What to do: Rewrite all of the lines below, replacing every "keypoint" with "marker" and changing nothing else.

Lines from a pointing dataset:
════════════════════

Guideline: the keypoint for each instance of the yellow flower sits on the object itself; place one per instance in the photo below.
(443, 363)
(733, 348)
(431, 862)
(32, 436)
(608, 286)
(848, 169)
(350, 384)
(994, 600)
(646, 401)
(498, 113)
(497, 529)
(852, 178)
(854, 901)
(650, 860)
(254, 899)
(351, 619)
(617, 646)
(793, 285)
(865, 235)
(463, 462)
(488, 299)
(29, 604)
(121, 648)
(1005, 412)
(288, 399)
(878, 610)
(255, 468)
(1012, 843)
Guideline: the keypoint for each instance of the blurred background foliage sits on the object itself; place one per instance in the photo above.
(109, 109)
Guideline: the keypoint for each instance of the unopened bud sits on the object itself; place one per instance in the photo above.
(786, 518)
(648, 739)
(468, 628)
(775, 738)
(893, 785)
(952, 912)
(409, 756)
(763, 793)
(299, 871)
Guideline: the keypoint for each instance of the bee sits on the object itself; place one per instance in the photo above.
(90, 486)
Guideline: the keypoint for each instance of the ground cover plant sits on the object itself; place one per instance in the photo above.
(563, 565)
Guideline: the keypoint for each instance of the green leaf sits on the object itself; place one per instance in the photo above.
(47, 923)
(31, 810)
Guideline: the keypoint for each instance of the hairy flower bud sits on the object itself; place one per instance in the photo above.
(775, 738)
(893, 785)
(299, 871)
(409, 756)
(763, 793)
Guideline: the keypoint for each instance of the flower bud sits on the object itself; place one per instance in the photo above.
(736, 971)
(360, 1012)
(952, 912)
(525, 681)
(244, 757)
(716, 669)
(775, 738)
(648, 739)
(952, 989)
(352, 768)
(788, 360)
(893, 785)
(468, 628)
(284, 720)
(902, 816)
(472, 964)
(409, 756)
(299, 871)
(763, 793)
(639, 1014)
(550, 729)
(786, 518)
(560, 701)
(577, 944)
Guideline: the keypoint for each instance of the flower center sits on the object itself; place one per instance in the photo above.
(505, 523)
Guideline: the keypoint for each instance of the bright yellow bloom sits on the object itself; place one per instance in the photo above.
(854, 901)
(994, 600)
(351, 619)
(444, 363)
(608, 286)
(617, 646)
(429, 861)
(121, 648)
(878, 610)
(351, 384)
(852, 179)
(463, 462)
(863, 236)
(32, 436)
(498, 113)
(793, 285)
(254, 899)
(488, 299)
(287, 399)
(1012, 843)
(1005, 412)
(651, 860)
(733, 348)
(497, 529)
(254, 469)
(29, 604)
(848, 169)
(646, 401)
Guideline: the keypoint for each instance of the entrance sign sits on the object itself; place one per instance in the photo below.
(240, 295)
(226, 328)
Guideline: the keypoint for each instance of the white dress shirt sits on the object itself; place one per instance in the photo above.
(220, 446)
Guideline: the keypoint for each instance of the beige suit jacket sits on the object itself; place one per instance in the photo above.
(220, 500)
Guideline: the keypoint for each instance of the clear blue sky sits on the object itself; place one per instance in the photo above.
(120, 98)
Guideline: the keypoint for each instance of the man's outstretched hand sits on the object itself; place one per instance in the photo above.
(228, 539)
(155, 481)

════════════════════

Result of this exercise:
Guideline: the marker for each instance of the yellow flower sits on the object itself; place one per instance in the photo below.
(443, 363)
(733, 348)
(431, 862)
(32, 436)
(608, 286)
(848, 169)
(350, 384)
(994, 600)
(646, 401)
(498, 113)
(497, 529)
(852, 178)
(854, 901)
(650, 860)
(254, 899)
(351, 619)
(617, 646)
(793, 285)
(865, 235)
(463, 462)
(488, 299)
(29, 604)
(121, 648)
(1005, 412)
(288, 399)
(878, 610)
(255, 468)
(1012, 843)
Guideline: the marker for each instance of the blurred background foliage sits on the object itself; place one per instance in the photo above.
(109, 109)
Guideline: the marker for each instance of the unopened bud sits on the object itself; place one per instance in the photo above.
(786, 518)
(648, 739)
(468, 628)
(775, 738)
(893, 785)
(952, 912)
(409, 756)
(763, 793)
(299, 871)
Guideline: the marker for each instance of the bee sits on the object itself; place one per instance in the photo above.
(90, 486)
Guideline: the marker for each instance of the ground cover plant sits on the object itself; place one per instance in the photo above.
(563, 565)
Guideline: the marker for each instance of the green leaf sits on the object itself; place one per instance in the photo above.
(47, 923)
(31, 810)
Guideline: the marker for each instance of the hairy flower bud sits on the object itself; place one per instance in the photo above.
(775, 738)
(893, 785)
(299, 871)
(409, 756)
(763, 793)
Guideline: the marker for each instance of the flower bud sits on the object itself; place one per instance in the photo above.
(736, 971)
(360, 1012)
(952, 912)
(525, 681)
(244, 757)
(716, 669)
(775, 738)
(648, 739)
(952, 989)
(352, 768)
(788, 360)
(893, 785)
(468, 628)
(284, 720)
(902, 816)
(472, 964)
(409, 756)
(299, 871)
(763, 793)
(639, 1014)
(550, 729)
(786, 518)
(560, 701)
(577, 944)
Guideline: the marker for each instance of the flower center sits on the object itself; place one per instance in the photo above.
(505, 523)
Guideline: the marker for each instance of the bright yellow bloom sits on the object itself; place one per instance in the photo above.
(854, 901)
(994, 600)
(351, 619)
(444, 363)
(608, 286)
(617, 646)
(429, 861)
(121, 648)
(878, 610)
(351, 384)
(852, 179)
(463, 462)
(863, 236)
(32, 436)
(498, 113)
(793, 285)
(254, 899)
(488, 299)
(287, 399)
(1012, 843)
(1005, 412)
(651, 860)
(733, 348)
(497, 529)
(254, 469)
(29, 604)
(848, 169)
(646, 401)
Guideline: the marker for each instance of the entrance sign sits on the object itself; place one per instance in the photo below.
(240, 295)
(226, 328)
Guideline: the marker for each instance of the white dress shirt sits on the object itself; place one per instance in the photo above.
(220, 446)
Guideline: the marker for each instance of the beige suit jacket sits on the object itself; place one per instance in the photo above.
(220, 500)
Guideline: the marker for each instance of the clear blue sky sits on the object itself; place one per instance in the photo above.
(120, 98)
Guideline: the marker for each instance of the man's outstretched hand sits on the object itself; place one per instance in the photo above.
(228, 539)
(155, 481)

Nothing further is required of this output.